In the course of his or her confinement, every prisoner must go through different stages. One of the gravest dangers is inability to surmount the first shock of arrival at the camp. To survive, the prisoner had somehow to adapt to this extreme situation and give meaning to the new life, terrible as it was. Only a few succeeded by a great effort of the will in finding a new balance. Though ill on her arrival, Milena was one of these. Even in the first bewildering days of her stay, she took a keen interest in her fellow prisoners. In other words, she kept her grip on life.

The new arrivals were housed in special barracks and took their daily "exercise" separately from the others. Though this was strictly forbidden, I was able to join them every day, because, as Blockalteste of the Jehovah's Witnesses barracks, I wore a green armband, which gave me a certain freedom of movement in the camp. Every day Milena waited for me by the Wailing Wall. I knew what the newcomers went through during their first weeks, when the horrors were still new. But Milena never wasted a single word on her own suffering. As a journalist she was interested first and foremost in what others said and did. I have never met another reporter so utterly devoted to her calling. She was wonderfully skilled at asking questions; with her opening words, a rapport was established. In her interviews she never played a role or hid behind a mask. In every interview she created an atmosphere of intimacy, because she invariably identified with the person she was questioning. She had a remarkable gift of empathy.

When questioning me about my experience in Soviet Russia, she no longer seemed to be living in the present. Her imagination threw her back into the past, and she was able to flesh out my memory of things I had long forgotten. She was not content to hear about events; she wanted to see the people I had met on my long march through the Soviet prisons, to know all about them, their idiosyncrasies, their way of speaking; she even wanted to hear the songs they had sung in those faraway camps. Her manner of questioning was a creative act; it enabled me for the first time to give form to my recollections.

Day after day, in installments, I supplied her with a chronological record of my experiences in the Soviet Union. But that wasn't enough for her. She also questioned me about my political past. Once she interrupted me with the question: "Tell me, how long did you believe in the Communist party? How long did you believe that the party and the Comintern were really trying to bring about a political and economic order that would guarantee work, bread, and freedom to all?" Searching my memory, I soon recalled the days of my first occasional doubts, which my craving for political certainty had always repressed. We agreed (for Milena, too, had been taken in for a time by the Communist message) that Communists are extraordinarily fruitful in inventing excuses for the obvious failings of their party, for its betrayals of its original program. We agreed that it takes an enormous shock to open their eyes to the party's opportunism and hypocrisy and give them the strength to break with it. Together we began to examine the roots of the Communist evil.

Milena herself had never been in the Soviet Union. But the events of 1936 and the first of the Moscow show trials had led her to tear up her party card. From then on, as a journalist, she followed the horrors of the Great Purge behind the Iron Curtain attentively. In an article about the lies broadcast by Radio Moscow, she had addressed the following questions to the leadership of the Russian party: "... We would like to know what has become of the many Czech Communists and plain workers who went to Soviet Russia years ago ... Is it not true that the greater part of them are in your prisons? For," she went on, "that is how the Soviets treat the people who were foolish enough to believe that they, as Communists, were under Soviet protection...." And taking up the sad fate of the German Communist refugees in Czechoslovakia, she concluded her article with the sentence: "Among them [the Communist refugees] are people whom I greatly esteem and others whom I utterly despise. But whatever my personal dislike, I would never go so far as to wish any of them to be 'welcomed' into the workers' fatherland."

__Given entries__
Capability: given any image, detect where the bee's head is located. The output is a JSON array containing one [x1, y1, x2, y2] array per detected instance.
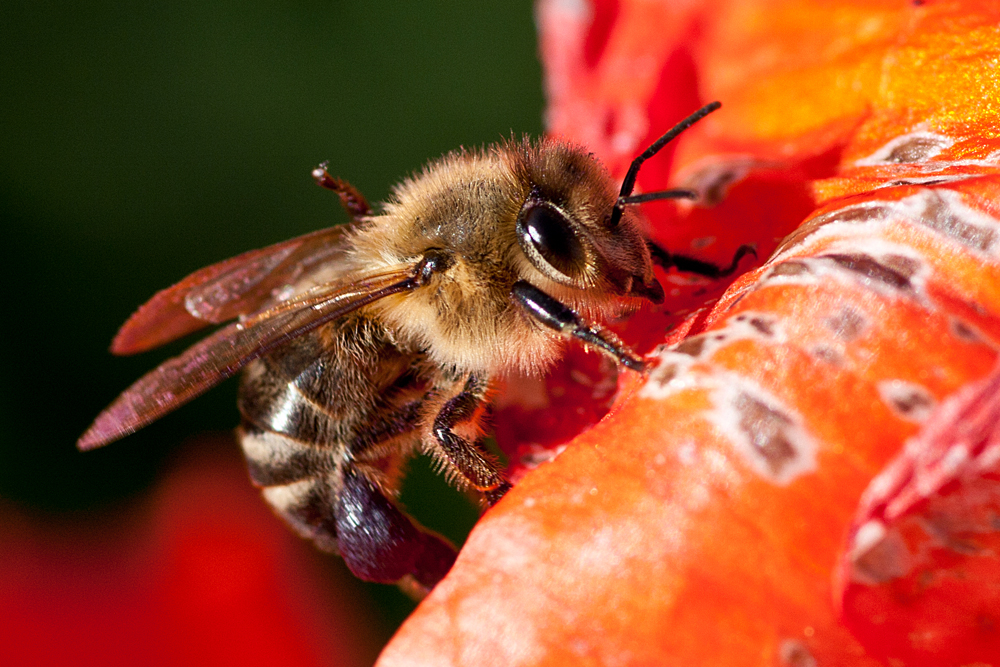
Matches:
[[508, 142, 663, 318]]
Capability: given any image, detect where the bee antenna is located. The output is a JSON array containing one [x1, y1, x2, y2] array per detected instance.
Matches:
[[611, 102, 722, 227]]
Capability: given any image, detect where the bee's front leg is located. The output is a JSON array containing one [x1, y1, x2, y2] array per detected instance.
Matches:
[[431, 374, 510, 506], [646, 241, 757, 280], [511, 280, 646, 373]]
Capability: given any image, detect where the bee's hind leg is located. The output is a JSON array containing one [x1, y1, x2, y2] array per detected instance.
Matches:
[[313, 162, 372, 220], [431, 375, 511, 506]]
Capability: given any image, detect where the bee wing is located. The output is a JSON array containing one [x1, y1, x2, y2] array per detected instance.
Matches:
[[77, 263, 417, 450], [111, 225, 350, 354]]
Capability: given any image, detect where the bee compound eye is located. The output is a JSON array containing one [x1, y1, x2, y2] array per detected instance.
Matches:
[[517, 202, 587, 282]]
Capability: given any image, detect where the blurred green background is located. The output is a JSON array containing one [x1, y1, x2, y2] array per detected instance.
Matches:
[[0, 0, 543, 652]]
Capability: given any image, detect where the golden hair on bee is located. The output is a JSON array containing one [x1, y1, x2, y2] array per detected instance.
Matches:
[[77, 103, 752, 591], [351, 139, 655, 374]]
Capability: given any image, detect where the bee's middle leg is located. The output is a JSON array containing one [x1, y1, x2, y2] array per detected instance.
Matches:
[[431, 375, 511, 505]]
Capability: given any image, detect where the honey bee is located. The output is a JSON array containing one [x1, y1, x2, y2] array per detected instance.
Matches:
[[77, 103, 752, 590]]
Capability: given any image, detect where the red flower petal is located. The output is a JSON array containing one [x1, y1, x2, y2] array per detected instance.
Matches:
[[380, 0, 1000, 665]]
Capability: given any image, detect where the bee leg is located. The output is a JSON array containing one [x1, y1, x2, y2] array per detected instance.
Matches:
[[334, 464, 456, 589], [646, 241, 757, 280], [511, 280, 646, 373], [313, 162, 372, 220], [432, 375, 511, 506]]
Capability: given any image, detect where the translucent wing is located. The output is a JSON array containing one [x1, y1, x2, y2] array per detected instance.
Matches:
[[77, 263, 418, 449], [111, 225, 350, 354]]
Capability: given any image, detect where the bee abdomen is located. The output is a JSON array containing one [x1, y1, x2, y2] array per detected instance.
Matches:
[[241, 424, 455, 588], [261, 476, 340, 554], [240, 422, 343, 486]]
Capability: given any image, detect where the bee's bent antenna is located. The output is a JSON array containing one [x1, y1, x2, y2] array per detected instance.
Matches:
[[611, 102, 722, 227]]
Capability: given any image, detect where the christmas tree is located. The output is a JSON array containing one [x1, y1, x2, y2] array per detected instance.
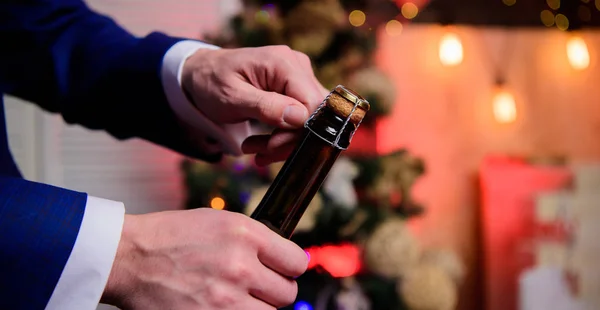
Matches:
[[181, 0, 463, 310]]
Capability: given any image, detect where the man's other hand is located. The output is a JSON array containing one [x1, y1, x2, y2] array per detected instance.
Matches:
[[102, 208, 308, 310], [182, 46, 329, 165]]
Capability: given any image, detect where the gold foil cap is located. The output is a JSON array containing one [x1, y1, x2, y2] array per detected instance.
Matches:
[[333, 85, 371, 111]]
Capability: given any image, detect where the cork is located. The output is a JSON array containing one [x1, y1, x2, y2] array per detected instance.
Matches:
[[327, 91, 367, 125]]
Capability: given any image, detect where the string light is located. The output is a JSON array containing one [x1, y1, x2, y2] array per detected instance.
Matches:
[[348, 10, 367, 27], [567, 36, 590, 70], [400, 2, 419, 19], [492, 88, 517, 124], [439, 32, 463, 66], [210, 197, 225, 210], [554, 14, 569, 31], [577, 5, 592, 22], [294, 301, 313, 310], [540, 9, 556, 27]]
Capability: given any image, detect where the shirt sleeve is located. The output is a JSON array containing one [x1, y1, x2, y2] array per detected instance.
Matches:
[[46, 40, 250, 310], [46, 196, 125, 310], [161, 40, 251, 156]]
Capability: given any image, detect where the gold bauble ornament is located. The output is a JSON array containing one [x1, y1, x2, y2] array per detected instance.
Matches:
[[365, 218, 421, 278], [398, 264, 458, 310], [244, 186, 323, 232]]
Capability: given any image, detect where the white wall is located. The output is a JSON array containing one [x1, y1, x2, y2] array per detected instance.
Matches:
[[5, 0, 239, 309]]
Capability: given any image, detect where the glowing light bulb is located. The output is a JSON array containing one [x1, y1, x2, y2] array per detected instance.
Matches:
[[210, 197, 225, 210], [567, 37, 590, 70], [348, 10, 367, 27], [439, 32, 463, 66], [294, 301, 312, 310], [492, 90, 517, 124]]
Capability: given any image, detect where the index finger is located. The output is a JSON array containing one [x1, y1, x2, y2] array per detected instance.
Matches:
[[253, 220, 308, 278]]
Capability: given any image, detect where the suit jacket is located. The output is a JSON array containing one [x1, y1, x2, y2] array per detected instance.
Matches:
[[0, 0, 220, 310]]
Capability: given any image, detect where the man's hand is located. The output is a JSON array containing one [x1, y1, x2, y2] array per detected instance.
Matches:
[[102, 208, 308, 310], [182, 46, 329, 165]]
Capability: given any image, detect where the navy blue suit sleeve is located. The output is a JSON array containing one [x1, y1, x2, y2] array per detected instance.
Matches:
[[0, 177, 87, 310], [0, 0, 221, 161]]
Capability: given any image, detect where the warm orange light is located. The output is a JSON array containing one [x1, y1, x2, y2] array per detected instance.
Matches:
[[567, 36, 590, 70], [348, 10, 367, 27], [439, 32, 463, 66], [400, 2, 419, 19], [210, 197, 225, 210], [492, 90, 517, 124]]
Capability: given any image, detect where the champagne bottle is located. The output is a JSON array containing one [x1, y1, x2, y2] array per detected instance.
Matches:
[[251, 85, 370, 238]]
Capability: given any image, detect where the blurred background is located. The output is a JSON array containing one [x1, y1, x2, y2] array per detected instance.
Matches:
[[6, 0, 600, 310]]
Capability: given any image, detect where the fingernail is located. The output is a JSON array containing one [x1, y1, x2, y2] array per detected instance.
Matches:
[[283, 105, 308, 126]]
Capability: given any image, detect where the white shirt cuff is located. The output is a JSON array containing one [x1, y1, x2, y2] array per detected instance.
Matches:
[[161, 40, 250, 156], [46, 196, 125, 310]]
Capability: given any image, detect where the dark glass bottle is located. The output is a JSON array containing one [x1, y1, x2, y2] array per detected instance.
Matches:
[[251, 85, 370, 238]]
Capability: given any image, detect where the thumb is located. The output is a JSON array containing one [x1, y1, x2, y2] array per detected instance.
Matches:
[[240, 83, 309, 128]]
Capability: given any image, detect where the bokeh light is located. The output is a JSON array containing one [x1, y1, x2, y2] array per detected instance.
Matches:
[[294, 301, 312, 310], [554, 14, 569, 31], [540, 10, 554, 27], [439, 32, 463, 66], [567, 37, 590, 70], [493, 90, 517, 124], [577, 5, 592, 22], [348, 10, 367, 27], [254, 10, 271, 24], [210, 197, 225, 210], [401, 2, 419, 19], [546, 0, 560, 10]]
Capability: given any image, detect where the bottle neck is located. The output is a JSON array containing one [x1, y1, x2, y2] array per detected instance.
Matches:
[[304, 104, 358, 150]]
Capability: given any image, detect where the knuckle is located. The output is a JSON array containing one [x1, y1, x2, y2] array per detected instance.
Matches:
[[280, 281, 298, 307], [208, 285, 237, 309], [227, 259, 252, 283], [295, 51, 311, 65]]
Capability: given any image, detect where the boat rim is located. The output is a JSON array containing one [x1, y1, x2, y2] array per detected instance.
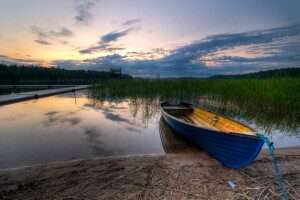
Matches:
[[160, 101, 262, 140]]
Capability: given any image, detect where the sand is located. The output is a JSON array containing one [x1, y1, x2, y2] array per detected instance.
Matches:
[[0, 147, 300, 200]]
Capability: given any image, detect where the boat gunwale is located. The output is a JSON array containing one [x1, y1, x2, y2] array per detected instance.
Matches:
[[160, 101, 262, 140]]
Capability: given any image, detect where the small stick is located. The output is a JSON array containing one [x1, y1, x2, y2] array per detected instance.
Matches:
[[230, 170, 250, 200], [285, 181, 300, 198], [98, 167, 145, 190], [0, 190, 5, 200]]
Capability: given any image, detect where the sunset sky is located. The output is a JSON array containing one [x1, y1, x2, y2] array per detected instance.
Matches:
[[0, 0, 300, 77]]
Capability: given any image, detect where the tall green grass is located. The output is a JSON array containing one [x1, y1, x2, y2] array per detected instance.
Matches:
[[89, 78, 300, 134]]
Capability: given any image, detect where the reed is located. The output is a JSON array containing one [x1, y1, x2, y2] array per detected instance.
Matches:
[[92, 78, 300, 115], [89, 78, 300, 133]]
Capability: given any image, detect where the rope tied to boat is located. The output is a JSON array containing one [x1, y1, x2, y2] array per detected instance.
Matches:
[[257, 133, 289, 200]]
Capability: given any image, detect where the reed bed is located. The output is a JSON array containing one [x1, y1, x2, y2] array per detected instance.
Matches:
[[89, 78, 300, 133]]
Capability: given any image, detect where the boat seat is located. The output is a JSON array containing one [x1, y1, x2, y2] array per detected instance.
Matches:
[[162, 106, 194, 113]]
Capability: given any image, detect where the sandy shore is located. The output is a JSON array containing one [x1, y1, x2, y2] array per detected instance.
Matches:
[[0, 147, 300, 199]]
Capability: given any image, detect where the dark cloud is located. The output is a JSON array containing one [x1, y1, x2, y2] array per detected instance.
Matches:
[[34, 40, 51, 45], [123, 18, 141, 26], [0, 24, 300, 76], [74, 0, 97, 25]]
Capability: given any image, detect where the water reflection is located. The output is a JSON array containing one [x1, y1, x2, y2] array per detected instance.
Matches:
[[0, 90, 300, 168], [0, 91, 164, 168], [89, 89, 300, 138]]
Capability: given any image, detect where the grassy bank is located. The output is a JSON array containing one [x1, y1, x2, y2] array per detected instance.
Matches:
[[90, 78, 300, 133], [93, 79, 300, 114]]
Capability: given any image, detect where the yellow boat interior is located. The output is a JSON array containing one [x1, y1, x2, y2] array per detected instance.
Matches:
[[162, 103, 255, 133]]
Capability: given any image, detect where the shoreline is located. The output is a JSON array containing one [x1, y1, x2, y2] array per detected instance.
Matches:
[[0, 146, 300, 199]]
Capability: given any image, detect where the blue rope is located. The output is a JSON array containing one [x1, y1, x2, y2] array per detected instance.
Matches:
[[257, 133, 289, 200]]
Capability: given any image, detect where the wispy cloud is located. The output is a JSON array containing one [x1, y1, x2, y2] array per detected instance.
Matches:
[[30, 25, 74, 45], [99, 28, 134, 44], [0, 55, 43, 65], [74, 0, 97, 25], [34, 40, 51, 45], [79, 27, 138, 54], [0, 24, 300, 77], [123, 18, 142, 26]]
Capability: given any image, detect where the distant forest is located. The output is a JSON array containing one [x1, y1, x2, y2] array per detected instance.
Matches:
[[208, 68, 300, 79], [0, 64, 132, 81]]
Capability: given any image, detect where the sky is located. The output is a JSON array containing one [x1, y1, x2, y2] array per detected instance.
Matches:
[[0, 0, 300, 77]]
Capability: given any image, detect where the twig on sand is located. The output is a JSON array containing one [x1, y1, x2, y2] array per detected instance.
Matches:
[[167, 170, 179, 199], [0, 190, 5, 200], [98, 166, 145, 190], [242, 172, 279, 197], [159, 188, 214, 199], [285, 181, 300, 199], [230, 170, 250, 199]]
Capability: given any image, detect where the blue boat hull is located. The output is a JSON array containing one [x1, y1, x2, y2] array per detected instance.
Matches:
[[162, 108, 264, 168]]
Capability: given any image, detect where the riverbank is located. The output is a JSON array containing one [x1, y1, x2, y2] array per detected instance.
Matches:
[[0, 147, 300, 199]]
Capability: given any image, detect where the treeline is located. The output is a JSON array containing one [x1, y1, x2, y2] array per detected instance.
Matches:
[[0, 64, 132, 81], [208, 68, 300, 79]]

__Problem set__
a. According to the passage about Milena in the camp, what led her to tear up her party card?
b. Duplicate the stretch of the passage about Milena from "When questioning me" through "to my recollections.".

__Solutions__
a. The events of 1936 and the first of the Moscow show trials.

b.
When questioning me about my experience in Soviet Russia, she no longer seemed to be living in the present. Her imagination threw her back into the past, and she was able to flesh out my memory of things I had long forgotten. She was not content to hear about events; she wanted to see the people I had met on my long march through the Soviet prisons, to know all about them, their idiosyncrasies, their way of speaking; she even wanted to hear the songs they had sung in those faraway camps. Her manner of questioning was a creative act; it enabled me for the first time to give form to my recollections.